### What you will do
Locate each line in the material below that contains the string "tire", and copy those lines out in full.

Dataset rows:
++++

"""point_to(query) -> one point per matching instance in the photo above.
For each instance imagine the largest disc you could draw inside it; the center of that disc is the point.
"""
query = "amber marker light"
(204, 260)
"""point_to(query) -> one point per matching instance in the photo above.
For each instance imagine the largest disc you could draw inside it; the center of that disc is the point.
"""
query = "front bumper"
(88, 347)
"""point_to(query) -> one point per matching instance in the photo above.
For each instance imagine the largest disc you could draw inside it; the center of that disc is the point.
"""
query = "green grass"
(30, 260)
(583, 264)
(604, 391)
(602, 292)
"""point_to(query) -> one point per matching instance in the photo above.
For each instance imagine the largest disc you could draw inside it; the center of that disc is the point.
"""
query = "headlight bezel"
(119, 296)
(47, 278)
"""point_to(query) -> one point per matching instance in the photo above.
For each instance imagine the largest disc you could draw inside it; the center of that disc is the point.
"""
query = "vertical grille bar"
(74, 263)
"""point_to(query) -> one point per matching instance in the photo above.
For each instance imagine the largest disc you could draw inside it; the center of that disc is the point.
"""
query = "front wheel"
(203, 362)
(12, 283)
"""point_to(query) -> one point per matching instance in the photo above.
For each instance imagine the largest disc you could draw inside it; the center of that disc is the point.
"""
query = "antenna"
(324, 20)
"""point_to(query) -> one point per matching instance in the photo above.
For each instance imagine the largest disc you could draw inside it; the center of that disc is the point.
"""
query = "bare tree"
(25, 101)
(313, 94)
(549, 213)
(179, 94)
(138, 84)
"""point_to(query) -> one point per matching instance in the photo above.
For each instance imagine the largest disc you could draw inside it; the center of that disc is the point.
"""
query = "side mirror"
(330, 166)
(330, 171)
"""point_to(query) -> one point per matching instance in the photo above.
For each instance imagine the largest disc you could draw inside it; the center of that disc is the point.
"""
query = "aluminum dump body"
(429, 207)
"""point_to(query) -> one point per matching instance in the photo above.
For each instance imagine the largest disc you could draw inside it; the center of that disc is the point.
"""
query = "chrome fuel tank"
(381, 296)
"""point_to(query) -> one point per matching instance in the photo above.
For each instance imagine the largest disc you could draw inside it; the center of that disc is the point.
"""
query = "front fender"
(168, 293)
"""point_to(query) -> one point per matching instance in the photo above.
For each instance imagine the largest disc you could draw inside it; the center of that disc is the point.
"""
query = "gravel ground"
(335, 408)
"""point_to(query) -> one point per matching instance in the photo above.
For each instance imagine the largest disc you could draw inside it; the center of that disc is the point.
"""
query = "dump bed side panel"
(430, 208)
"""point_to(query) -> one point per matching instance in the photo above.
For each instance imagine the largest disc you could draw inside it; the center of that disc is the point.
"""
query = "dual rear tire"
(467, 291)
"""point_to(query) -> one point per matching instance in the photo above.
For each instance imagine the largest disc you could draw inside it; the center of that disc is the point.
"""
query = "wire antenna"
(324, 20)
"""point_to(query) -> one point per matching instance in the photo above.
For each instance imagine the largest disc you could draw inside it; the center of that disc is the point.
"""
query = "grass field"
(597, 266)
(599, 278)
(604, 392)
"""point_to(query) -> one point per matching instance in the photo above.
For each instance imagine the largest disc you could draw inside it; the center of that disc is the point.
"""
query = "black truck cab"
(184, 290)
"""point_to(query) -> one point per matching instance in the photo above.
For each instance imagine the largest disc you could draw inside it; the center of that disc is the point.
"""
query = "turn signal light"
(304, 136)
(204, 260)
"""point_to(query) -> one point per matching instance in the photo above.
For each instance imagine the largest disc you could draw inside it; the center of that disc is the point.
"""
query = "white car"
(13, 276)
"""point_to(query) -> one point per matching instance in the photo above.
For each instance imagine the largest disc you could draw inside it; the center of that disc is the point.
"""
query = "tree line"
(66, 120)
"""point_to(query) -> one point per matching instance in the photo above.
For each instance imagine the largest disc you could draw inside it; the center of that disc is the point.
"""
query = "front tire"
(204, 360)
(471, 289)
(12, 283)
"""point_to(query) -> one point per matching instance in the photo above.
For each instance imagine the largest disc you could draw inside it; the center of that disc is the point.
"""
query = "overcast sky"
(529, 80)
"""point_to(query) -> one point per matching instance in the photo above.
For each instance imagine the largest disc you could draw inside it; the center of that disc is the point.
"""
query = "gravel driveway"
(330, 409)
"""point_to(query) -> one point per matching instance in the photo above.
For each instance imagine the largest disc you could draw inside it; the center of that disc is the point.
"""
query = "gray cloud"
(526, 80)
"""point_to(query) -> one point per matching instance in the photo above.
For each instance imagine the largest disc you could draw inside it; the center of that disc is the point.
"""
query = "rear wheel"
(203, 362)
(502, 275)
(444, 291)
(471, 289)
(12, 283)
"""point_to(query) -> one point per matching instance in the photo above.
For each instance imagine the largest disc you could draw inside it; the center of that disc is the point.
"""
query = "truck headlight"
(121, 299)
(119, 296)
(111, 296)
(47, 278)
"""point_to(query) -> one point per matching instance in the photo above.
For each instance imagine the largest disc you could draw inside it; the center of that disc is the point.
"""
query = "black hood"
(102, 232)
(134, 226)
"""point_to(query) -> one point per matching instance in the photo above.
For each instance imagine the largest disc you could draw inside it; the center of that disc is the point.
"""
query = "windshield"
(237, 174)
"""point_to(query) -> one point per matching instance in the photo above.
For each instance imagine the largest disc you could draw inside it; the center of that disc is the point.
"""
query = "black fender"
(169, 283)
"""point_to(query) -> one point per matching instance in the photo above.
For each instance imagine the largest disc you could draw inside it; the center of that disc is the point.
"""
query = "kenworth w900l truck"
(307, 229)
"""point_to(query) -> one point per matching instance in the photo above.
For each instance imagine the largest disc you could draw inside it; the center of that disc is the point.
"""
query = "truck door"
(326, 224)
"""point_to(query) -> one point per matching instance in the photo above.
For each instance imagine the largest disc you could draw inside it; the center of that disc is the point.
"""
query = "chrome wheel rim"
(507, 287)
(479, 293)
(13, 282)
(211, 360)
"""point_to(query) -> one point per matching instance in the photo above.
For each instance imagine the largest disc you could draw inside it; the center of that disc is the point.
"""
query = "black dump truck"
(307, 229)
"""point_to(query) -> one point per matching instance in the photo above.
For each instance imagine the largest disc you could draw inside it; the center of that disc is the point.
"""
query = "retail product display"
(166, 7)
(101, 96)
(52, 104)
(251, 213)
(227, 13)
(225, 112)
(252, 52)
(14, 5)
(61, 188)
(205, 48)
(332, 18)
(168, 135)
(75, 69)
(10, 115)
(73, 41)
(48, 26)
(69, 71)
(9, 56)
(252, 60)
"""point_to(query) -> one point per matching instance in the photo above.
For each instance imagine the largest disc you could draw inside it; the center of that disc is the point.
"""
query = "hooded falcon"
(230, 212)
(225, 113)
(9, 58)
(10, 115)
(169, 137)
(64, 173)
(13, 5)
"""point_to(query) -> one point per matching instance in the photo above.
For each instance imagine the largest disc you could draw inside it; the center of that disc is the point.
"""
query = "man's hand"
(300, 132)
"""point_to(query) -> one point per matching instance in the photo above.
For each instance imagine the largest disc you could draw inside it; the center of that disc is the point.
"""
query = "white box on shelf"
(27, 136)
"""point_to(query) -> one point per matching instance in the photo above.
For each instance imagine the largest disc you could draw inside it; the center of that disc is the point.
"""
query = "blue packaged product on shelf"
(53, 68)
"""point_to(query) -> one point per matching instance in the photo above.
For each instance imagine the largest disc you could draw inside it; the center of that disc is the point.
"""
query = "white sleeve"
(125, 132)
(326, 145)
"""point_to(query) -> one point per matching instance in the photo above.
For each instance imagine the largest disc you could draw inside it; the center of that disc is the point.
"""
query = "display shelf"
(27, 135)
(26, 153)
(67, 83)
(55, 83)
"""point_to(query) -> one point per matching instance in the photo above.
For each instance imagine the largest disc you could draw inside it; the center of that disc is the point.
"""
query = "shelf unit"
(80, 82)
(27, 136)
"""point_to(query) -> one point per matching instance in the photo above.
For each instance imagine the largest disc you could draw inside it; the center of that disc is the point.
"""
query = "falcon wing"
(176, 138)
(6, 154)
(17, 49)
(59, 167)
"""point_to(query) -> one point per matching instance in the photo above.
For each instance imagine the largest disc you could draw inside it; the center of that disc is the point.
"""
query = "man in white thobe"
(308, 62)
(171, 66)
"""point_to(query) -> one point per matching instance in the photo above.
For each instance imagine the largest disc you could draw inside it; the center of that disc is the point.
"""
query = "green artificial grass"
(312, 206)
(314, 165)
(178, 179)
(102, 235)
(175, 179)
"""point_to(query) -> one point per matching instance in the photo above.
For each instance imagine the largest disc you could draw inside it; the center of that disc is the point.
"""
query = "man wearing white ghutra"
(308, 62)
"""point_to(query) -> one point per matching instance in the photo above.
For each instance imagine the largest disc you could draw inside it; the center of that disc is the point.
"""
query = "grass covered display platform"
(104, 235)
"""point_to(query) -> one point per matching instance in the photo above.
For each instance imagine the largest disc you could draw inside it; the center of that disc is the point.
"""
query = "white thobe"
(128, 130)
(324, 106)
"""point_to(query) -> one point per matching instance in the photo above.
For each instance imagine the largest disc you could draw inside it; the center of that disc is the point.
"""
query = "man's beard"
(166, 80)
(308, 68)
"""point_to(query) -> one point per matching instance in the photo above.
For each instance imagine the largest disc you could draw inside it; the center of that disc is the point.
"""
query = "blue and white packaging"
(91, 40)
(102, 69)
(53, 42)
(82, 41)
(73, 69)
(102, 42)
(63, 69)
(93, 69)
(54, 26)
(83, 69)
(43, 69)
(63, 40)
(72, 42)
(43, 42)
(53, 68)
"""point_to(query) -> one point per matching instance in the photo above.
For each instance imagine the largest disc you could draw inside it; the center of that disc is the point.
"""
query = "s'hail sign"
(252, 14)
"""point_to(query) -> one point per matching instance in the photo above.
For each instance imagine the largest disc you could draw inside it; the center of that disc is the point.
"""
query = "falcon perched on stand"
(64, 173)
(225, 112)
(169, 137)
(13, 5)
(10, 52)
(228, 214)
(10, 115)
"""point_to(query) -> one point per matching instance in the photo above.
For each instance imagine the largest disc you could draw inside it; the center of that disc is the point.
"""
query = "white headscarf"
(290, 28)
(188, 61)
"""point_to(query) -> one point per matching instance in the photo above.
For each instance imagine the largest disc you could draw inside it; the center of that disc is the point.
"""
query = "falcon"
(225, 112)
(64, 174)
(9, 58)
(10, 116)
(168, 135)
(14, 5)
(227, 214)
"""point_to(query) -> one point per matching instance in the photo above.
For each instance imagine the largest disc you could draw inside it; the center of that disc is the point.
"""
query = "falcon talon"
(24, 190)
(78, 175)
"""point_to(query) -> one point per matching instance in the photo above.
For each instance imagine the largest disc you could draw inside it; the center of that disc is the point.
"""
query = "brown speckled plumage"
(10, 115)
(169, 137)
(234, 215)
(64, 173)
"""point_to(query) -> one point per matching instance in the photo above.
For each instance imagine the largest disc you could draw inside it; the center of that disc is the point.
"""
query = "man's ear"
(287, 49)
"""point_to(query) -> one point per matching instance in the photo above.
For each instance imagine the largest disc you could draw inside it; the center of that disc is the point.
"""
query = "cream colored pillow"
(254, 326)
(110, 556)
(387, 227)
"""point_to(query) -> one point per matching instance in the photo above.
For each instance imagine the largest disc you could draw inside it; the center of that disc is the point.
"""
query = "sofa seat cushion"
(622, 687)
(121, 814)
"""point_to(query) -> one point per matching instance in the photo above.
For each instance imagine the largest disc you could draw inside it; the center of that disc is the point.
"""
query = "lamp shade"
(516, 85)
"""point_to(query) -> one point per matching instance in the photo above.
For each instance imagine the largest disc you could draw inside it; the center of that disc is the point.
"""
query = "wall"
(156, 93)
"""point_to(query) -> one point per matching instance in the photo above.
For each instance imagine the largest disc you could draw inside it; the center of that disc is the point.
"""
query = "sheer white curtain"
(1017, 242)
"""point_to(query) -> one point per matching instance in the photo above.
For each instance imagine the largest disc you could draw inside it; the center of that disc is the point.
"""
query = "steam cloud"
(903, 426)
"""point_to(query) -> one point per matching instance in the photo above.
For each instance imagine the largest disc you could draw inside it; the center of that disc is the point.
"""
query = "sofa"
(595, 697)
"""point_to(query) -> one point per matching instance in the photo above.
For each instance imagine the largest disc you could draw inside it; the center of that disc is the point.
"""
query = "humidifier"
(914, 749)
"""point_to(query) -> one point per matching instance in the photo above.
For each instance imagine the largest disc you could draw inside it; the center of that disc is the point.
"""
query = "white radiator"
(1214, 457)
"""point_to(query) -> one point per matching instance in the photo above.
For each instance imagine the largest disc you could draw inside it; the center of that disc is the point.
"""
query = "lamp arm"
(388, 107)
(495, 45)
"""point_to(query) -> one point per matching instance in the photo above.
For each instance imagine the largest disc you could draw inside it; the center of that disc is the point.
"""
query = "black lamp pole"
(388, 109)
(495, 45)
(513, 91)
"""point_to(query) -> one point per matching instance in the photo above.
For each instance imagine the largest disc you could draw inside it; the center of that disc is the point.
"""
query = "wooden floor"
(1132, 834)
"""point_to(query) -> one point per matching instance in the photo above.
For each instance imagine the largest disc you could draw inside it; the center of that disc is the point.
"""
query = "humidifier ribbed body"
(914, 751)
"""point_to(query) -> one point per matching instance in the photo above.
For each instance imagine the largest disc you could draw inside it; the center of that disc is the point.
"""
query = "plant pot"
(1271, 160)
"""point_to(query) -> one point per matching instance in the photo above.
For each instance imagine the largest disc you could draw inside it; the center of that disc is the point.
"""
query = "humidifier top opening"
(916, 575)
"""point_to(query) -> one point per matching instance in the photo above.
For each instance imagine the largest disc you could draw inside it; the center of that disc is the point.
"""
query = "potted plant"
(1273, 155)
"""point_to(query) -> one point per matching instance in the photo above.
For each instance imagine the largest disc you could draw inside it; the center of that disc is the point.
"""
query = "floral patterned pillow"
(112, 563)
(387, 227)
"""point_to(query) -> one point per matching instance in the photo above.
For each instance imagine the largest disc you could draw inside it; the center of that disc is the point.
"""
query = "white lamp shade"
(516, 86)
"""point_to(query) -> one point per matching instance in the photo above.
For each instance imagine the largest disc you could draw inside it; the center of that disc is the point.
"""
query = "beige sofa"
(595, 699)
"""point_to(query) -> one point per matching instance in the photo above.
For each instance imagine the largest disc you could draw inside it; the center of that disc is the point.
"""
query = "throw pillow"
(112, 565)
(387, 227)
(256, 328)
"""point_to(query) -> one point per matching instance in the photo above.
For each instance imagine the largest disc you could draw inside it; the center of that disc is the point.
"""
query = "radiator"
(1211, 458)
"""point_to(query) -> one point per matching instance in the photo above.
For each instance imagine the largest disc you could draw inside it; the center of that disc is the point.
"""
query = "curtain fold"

++++

### Result for this exercise
query = "dual rear tire"
query = "front tire"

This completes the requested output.